# TASK BRIEF
Your reply should consist of the entries, copied exactly and stripped of images.

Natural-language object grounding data
****************

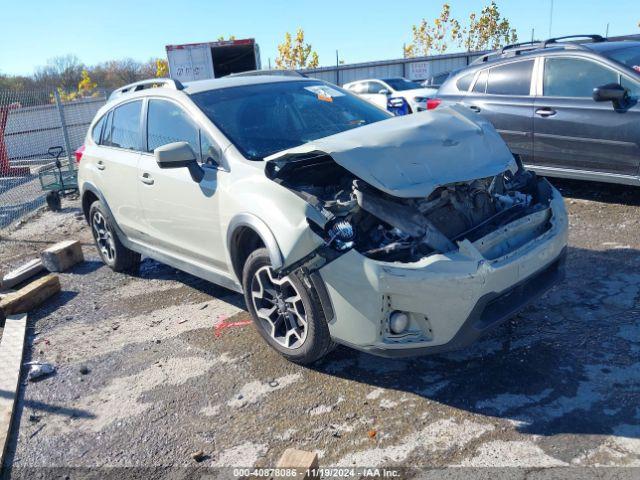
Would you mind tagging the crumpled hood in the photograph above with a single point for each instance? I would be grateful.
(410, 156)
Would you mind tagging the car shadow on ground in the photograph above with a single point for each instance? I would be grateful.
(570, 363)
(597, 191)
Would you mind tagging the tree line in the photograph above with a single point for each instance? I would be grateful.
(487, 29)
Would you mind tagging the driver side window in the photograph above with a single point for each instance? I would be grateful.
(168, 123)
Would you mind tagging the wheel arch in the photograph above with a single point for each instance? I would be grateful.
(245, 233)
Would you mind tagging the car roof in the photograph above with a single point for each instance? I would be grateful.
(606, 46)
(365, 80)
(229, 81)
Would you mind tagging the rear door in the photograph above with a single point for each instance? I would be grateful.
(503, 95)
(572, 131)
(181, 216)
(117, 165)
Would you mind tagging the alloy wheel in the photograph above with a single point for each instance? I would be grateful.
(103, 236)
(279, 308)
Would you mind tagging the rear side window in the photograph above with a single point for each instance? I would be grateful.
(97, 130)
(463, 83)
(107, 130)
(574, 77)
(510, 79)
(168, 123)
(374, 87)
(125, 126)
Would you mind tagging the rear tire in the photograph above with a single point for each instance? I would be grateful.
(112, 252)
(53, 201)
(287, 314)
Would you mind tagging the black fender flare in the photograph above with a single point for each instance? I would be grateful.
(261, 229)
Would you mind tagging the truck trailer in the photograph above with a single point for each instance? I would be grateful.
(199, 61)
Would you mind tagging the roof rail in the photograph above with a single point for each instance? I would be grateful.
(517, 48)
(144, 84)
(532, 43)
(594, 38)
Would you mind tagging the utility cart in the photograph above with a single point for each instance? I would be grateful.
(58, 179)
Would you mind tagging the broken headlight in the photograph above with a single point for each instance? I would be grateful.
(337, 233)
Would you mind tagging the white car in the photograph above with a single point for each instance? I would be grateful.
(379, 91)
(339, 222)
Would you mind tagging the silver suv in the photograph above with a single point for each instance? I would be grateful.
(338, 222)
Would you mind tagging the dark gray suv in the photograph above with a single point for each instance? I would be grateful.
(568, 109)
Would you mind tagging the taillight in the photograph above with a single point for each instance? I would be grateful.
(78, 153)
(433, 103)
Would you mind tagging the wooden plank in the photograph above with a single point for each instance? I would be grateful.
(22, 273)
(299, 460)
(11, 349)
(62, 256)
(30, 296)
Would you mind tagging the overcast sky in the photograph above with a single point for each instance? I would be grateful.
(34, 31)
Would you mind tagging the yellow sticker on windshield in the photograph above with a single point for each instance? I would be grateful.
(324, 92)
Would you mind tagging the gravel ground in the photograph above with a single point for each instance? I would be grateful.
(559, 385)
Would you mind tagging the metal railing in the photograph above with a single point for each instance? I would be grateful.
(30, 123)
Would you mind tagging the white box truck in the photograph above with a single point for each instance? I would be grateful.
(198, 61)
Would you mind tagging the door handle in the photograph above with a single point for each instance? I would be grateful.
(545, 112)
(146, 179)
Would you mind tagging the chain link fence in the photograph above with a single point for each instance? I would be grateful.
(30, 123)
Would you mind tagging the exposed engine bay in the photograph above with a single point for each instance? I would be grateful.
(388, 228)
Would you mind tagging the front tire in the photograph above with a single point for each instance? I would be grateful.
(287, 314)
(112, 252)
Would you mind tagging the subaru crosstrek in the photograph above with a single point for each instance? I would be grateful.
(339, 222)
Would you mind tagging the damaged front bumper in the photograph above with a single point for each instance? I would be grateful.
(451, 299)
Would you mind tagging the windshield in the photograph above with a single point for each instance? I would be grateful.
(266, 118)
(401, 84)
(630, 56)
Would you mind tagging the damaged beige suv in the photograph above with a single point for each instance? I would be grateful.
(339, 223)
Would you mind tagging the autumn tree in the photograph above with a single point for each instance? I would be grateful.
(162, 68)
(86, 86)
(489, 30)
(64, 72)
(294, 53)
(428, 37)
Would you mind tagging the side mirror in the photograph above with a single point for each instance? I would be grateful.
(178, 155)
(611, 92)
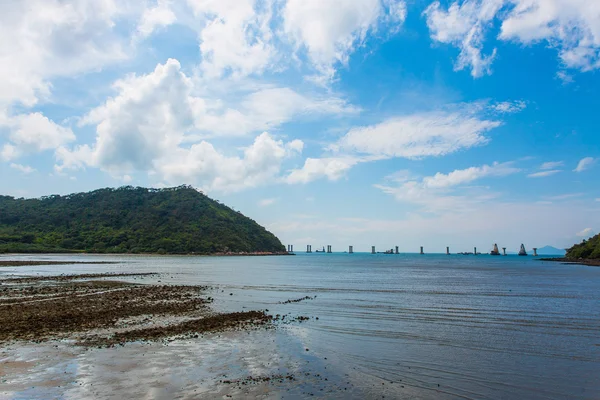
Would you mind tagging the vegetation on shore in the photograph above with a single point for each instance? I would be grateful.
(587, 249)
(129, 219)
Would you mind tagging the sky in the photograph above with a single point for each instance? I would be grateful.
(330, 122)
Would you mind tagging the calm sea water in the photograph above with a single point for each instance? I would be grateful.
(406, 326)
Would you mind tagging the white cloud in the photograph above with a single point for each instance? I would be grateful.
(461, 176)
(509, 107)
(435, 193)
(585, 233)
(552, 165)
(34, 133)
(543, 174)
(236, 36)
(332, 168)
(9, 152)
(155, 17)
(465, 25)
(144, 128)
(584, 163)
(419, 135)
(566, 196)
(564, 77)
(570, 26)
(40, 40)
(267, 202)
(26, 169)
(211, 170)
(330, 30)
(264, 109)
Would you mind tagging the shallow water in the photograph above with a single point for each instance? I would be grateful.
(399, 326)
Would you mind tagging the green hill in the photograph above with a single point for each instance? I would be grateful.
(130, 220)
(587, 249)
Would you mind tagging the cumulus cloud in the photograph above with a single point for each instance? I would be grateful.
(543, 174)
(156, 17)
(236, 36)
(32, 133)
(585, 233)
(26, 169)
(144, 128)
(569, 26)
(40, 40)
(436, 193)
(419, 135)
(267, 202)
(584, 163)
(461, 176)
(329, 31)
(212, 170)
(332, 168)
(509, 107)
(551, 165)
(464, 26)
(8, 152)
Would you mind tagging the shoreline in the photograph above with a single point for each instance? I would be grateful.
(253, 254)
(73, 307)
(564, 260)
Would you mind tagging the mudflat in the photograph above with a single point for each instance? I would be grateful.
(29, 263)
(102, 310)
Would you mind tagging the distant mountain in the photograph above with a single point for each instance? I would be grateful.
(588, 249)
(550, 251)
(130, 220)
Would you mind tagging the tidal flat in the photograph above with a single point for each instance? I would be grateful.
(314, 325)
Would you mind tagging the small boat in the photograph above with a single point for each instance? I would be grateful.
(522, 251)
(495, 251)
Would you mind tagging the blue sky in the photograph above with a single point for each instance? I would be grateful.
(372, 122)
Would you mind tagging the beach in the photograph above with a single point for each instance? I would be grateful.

****************

# SOLUTION FOR THIS PROBLEM
Would you mind tagging the crumpled hood in the photograph above with a single point for each instance? I would be grateful.
(410, 156)
Would you mind tagging the car shadow on ground in the photograph above with a single point for each instance? I would be grateful.
(570, 363)
(597, 191)
Would you mind tagging the tree line in the photograph above with a single point for each instance? I would be grateful.
(487, 29)
Would you mind tagging the driver side window in the photograph above with a single point for each instance? I would be grateful.
(168, 123)
Would you mind tagging the wheel arch in the photograph above with a single point for each instance? I would be grateful.
(245, 233)
Would you mind tagging the car roof in the photograph above with a single point for each instance? I would be grateful.
(606, 46)
(365, 80)
(229, 81)
Would you mind tagging the rear door in the photograph above with a single point for each instance? I would be grateful.
(503, 95)
(572, 131)
(181, 216)
(117, 165)
Would you mind tagging the alloy wheel in the photograph above with a single point for each instance? I would be grateful.
(103, 236)
(279, 308)
Would you mind tagging the rear side window in the photograph above with a single point for each instance? I would be grateful.
(97, 130)
(463, 83)
(107, 130)
(574, 77)
(510, 79)
(168, 123)
(374, 87)
(125, 126)
Would you mind tagging the rear tire in the photograph above with a single point for each instance? I would be grateful.
(112, 252)
(53, 201)
(287, 314)
Would you mind tagging the black fender flare in the photograph above with a single point for each instance? I would be grateful.
(261, 229)
Would you mind tagging the truck trailer in the photograph above with a single point for each instance? I would be grateful.
(199, 61)
Would you mind tagging the roof rail in the photograph above with a single point for each instance? I would be grateful.
(517, 48)
(144, 84)
(532, 43)
(594, 38)
Would you mind tagging the utility cart in the photograph above with a single point for each instance? I would be grateful.
(58, 179)
Would you mind tagging the broken headlight in the photograph above with a single point for each instance? I would be grateful.
(337, 233)
Would you mind tagging the white car in the photograph above with a single point for each instance? I would be grateful.
(379, 91)
(339, 222)
Would you mind tagging the silver suv in the photograph above with a single point for each instance? I would be grateful.
(338, 222)
Would you mind tagging the dark gray suv in the photograph above with a single point for each instance? I would be grateful.
(568, 109)
Would you mind tagging the taillight in the photograph above with a single point for each instance? I would be grateful.
(78, 153)
(433, 103)
Would you mind tagging the wooden plank in the photograph above with a single point for each instance? I would be grateful.
(22, 273)
(299, 460)
(11, 349)
(62, 256)
(30, 296)
Would you mind tagging the overcast sky in the photograph above with a single point for each instance? I would be grateful.
(34, 31)
Would you mind tagging the yellow sticker on windshield in the photograph above with a single point for each instance? I would be grateful.
(324, 92)
Would you mind tagging the gravel ground in the photograph above with a single point for each instance? I would be grateful.
(559, 385)
Would you mind tagging the metal railing in the photograph above with a single point for each instance? I would be grateful.
(30, 123)
Would you mind tagging the white box truck in the photograph above with a single point for each instance? I would be grateful.
(198, 61)
Would you mind tagging the door handle in the photograph above with a single point for each instance? I would be grateful.
(545, 112)
(146, 179)
Would you mind tagging the chain link fence in the photograph above with a single point for each instance? I would be grateful.
(30, 123)
Would you mind tagging the exposed engine bay in the photograph above with a single point for each instance? I would be grateful.
(388, 228)
Would you mind tagging the front tire in the photograph above with a single point for each instance? I would be grateful.
(287, 314)
(112, 252)
Would you mind tagging the subaru crosstrek in the photograph above with a single point for each instance? I would be grateful.
(339, 222)
Would you mind tagging the damaged front bumper in the photograph above with a single point for each instance? I would be grateful.
(451, 299)
Would you mind tagging the windshield in the photograph above with a single point for each instance? I would be grateful.
(266, 118)
(401, 84)
(630, 56)
Would you mind tagging the damaged beige suv in the photograph above with a single point for each instance? I would be grateful.
(339, 223)
Would you mind tagging the autumn tree in the photograph above with a single point for each instance? I would be grateful.
(162, 68)
(86, 86)
(489, 30)
(64, 72)
(294, 53)
(428, 37)
Would you mind tagging the side mirror in the photograph above with a single point for each instance? I would be grateful.
(178, 155)
(611, 92)
Would you mind tagging the vegetation on shore in the photograph above with a single point for each instance? I would be grateful.
(587, 249)
(129, 219)
Would you mind tagging the sky in the photograph above with a single point for each instance? I would be grateful.
(330, 122)
Would you mind tagging the calm sea water in the photograph above with a single point for each instance? I would be grateful.
(406, 326)
Would you mind tagging the white cloud in the photograph above with a single point for each instance? I would be grateful.
(461, 176)
(509, 107)
(435, 193)
(585, 233)
(552, 165)
(34, 133)
(543, 174)
(236, 36)
(332, 168)
(9, 152)
(155, 17)
(465, 25)
(144, 128)
(584, 163)
(419, 135)
(566, 196)
(564, 77)
(570, 26)
(40, 40)
(267, 202)
(26, 169)
(211, 170)
(330, 30)
(264, 109)
Would you mind tagging the shallow water in the photograph above with a single point for each instance? I would be grateful.
(399, 326)
Would you mind tagging the green hill in the photograph above with a single point for each instance? I would be grateful.
(130, 220)
(587, 249)
Would you mind tagging the cumulus cloud in the photograph above with a single point for each instance? I would be grateful.
(543, 174)
(156, 17)
(236, 36)
(32, 133)
(585, 233)
(26, 169)
(144, 128)
(569, 26)
(40, 40)
(436, 193)
(419, 135)
(267, 202)
(584, 163)
(461, 176)
(329, 31)
(212, 170)
(332, 168)
(509, 107)
(551, 165)
(464, 26)
(8, 152)
Would you mind tagging the shoreline in the photograph above with a single point for each instance? I would be grateful.
(253, 254)
(73, 307)
(564, 260)
Would you mind tagging the mudflat in the photograph above with a single point for each instance? I would be grateful.
(29, 263)
(102, 310)
Would you mind tagging the distant mountain in the photograph above with a single point for each instance? I would be grateful.
(588, 249)
(550, 251)
(130, 220)
Would you mind tagging the tidal flat in the photograph above with a single point for each instance? I would be grateful.
(314, 325)
Would you mind tagging the small boat in the photograph above with a single point for each instance? I would be grateful.
(522, 251)
(495, 251)
Would you mind tagging the blue sky in the photograph above with a single point for each instance? I would be grateful.
(372, 122)
Would you mind tagging the beach in the photograph above with a single point for each instance? I would be grateful.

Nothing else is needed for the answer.